> _Aim of the task_
Set down exactly the lines that run from the line with "# point at: house" to the end of the data, and nothing else.

##### Records for this task #####

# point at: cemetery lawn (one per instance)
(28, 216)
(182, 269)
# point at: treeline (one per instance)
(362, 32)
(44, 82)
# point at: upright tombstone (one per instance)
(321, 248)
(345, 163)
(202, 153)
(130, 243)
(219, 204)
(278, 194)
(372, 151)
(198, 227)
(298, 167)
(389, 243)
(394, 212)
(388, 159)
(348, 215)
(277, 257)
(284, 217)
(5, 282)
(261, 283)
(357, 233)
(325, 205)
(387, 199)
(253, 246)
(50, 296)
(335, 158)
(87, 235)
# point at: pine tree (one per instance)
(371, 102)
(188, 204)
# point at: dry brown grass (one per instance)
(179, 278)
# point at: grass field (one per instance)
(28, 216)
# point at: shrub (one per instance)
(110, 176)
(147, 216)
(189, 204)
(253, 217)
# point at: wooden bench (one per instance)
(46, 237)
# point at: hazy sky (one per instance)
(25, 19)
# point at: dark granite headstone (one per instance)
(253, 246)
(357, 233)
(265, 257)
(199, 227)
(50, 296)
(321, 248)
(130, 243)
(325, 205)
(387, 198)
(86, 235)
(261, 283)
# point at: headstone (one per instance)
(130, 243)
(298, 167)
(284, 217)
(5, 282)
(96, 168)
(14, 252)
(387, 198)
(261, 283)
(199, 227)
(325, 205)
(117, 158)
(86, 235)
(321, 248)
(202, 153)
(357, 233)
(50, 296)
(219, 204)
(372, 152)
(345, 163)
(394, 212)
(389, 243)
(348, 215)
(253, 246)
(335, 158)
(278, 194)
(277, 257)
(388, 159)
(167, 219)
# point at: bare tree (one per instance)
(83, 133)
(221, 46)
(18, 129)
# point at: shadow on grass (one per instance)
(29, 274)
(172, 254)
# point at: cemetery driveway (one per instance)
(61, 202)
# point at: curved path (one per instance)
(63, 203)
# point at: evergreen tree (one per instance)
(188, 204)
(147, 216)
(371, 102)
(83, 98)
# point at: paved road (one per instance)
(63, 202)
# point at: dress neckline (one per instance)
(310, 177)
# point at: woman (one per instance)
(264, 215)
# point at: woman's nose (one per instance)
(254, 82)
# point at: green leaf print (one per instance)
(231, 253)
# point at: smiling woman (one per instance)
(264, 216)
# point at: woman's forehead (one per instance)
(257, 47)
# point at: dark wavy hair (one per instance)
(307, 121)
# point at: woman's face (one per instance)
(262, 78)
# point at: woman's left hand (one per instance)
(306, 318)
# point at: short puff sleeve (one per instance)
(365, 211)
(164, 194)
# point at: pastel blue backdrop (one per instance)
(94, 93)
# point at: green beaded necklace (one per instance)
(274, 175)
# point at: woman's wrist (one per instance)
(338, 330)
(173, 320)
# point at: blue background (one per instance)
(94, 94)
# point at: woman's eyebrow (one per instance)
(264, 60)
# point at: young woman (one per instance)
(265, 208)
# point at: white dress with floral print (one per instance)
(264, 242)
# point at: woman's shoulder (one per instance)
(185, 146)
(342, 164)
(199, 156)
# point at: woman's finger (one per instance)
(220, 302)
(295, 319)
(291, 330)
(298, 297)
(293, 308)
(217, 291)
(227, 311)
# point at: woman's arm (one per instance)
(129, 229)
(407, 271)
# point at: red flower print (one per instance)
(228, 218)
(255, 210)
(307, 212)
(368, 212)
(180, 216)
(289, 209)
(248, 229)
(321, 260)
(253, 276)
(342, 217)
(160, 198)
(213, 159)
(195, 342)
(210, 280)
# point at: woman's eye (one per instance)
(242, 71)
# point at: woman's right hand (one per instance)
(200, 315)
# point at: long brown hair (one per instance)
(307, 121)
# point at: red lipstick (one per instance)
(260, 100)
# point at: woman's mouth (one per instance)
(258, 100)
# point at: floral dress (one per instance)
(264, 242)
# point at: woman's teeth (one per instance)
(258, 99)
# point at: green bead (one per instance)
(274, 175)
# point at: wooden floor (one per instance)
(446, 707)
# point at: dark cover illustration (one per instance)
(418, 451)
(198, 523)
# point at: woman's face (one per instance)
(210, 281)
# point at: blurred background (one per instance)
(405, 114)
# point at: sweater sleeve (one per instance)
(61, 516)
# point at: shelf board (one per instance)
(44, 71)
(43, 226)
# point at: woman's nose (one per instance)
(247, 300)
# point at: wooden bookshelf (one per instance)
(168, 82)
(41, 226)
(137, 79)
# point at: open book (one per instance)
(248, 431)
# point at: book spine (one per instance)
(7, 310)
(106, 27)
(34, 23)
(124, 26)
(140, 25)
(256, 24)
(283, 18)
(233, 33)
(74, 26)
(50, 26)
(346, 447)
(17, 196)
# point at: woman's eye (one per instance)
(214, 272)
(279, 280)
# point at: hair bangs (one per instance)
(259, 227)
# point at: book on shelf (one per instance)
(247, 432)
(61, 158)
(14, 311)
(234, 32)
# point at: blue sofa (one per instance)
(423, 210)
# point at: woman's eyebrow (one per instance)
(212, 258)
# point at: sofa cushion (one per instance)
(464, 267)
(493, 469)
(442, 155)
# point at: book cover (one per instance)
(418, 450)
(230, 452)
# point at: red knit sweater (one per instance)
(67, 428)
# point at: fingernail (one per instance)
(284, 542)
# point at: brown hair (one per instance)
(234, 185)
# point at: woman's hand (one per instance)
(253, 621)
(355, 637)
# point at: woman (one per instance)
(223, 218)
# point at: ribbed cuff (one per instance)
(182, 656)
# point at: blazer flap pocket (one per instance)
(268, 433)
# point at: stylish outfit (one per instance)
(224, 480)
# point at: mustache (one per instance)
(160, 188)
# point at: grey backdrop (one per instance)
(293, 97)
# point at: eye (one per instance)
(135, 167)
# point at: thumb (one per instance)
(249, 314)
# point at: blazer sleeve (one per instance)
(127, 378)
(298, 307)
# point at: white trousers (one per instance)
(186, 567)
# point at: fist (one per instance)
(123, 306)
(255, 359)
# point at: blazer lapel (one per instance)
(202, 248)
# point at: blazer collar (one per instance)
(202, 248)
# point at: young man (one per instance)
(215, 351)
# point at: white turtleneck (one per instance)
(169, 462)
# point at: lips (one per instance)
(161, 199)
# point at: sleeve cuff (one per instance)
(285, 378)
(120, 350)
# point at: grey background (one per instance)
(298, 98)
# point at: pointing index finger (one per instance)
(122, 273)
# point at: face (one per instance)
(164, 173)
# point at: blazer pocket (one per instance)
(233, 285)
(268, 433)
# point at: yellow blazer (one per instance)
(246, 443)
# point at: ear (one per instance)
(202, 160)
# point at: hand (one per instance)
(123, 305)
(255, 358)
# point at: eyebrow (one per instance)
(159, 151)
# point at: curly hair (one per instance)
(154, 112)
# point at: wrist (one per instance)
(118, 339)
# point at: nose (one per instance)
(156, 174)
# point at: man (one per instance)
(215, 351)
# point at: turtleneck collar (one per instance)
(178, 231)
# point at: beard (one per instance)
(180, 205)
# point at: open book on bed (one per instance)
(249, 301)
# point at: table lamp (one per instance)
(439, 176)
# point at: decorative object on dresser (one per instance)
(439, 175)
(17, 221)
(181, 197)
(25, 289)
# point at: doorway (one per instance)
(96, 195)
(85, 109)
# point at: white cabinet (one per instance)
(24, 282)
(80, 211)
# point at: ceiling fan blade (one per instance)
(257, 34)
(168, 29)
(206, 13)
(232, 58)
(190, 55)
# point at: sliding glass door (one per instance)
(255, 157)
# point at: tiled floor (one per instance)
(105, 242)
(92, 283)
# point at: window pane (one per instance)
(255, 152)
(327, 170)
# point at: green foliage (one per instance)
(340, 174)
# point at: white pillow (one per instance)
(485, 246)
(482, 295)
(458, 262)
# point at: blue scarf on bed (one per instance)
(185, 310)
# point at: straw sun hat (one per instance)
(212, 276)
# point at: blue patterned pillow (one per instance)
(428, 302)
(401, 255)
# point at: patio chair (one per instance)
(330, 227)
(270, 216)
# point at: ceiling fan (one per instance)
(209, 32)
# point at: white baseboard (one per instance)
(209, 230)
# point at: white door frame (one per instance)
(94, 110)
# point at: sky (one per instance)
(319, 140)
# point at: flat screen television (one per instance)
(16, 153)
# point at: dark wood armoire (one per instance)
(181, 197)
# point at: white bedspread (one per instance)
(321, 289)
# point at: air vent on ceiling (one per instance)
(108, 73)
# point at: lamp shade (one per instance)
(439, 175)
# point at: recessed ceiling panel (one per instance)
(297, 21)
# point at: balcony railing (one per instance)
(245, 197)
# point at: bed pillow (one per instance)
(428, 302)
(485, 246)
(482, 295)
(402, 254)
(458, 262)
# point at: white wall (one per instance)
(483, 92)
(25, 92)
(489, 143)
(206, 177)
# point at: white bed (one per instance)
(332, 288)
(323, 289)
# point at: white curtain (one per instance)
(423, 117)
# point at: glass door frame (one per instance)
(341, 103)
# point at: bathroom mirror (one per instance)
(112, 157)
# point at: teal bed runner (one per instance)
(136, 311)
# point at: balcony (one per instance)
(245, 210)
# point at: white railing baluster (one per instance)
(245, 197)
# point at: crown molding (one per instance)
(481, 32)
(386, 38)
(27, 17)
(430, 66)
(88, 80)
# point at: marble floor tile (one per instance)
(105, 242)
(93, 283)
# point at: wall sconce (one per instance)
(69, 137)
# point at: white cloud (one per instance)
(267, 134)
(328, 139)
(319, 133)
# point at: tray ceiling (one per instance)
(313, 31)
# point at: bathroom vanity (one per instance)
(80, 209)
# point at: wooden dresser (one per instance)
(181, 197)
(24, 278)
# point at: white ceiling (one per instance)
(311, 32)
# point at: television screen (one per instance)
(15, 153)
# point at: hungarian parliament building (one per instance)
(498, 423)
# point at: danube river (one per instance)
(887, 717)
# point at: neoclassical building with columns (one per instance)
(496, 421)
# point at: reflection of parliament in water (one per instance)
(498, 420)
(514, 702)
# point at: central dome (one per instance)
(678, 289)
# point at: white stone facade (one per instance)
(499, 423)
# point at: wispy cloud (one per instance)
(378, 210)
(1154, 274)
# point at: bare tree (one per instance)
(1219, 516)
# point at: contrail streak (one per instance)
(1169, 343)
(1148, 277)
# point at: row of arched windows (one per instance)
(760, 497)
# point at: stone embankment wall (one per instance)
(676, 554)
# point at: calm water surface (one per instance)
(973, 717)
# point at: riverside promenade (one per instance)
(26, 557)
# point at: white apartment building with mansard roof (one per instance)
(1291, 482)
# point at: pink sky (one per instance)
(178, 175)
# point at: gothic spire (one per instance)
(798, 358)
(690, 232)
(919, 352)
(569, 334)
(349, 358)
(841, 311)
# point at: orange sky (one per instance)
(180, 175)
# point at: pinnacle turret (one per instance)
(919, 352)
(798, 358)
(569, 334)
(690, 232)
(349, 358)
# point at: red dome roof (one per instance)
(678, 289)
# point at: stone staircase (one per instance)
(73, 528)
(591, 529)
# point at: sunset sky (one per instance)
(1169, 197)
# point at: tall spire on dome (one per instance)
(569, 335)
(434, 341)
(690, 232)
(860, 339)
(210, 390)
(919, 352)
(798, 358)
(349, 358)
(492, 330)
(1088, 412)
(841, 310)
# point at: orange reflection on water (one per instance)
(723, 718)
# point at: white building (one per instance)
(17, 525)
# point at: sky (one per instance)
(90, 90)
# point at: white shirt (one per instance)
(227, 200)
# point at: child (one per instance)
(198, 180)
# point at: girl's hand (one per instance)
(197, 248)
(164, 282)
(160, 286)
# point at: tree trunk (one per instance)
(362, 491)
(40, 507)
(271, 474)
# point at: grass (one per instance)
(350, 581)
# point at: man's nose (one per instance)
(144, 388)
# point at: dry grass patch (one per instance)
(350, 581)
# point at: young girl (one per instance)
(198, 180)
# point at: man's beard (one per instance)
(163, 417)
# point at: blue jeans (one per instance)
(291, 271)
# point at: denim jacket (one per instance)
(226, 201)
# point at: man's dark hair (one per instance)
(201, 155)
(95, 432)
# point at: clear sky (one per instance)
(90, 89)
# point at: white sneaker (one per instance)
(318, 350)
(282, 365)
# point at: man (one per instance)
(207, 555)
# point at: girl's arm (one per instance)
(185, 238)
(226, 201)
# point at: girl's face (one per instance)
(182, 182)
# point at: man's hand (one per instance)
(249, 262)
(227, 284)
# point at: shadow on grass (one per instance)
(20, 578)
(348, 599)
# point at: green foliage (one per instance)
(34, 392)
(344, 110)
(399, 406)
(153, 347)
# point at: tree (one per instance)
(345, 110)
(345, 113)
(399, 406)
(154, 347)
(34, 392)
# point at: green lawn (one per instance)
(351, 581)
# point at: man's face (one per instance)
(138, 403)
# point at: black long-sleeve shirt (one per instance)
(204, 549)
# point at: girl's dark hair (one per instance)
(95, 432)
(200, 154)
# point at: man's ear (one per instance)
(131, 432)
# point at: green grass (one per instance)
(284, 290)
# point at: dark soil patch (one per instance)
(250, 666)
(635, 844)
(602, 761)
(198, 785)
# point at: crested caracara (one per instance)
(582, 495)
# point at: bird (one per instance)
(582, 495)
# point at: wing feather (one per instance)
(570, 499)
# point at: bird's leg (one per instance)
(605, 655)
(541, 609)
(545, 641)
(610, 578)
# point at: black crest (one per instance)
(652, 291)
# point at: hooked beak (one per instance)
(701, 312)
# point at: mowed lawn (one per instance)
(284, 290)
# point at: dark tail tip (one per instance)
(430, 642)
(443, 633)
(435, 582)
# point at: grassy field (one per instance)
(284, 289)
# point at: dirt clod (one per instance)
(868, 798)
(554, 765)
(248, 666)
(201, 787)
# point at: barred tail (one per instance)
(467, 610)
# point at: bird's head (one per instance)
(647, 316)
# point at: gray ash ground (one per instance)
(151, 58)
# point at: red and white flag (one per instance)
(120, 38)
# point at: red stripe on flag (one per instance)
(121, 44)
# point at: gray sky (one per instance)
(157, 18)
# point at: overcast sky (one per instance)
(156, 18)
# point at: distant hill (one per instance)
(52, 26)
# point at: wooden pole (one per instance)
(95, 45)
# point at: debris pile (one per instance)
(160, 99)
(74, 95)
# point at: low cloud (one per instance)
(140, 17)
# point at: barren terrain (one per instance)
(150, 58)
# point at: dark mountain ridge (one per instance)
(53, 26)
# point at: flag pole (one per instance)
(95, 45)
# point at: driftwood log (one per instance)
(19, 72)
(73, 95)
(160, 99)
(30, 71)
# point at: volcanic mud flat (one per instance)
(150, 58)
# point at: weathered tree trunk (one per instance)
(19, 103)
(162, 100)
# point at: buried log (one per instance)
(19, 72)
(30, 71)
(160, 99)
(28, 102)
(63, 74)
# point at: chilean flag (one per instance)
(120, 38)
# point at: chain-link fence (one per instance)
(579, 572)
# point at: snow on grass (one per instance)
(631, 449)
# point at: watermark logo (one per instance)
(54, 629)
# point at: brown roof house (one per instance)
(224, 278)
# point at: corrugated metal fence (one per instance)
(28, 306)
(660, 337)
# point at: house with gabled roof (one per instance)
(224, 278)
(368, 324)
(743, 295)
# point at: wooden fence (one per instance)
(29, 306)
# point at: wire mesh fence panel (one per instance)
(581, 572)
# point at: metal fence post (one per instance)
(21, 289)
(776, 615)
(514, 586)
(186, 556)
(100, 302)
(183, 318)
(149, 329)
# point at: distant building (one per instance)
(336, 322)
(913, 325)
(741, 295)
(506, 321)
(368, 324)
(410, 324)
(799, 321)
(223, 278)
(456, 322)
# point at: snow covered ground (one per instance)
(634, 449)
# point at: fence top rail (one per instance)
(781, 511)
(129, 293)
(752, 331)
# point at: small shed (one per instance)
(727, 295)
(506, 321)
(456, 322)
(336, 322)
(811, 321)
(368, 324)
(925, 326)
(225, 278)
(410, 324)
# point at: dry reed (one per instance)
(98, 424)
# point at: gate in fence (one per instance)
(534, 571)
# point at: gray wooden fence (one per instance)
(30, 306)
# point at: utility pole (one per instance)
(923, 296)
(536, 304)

#####

> _Response below_
# point at: house with gabled roof (one per instance)
(224, 278)
(368, 324)
(743, 295)
# point at: wooden fence (one per instance)
(29, 306)
# point at: wire mesh fence panel (one per instance)
(581, 572)
# point at: metal fence post (one per instance)
(21, 289)
(776, 615)
(514, 586)
(186, 556)
(100, 302)
(183, 318)
(149, 329)
# point at: distant building (one per instance)
(336, 322)
(913, 325)
(741, 295)
(506, 321)
(368, 324)
(410, 324)
(799, 321)
(223, 278)
(456, 322)
# point at: snow covered ground (one per instance)
(634, 449)
# point at: fence top rail (one per instance)
(781, 511)
(129, 293)
(752, 331)
# point at: small shed (one per instance)
(727, 295)
(506, 321)
(456, 322)
(336, 322)
(811, 321)
(368, 324)
(925, 326)
(225, 278)
(410, 324)
# point at: dry reed (one per instance)
(98, 424)
# point at: gate in fence (one per instance)
(534, 571)
# point at: gray wooden fence (one per instance)
(30, 306)
# point at: utility pole (one per instance)
(923, 296)
(536, 304)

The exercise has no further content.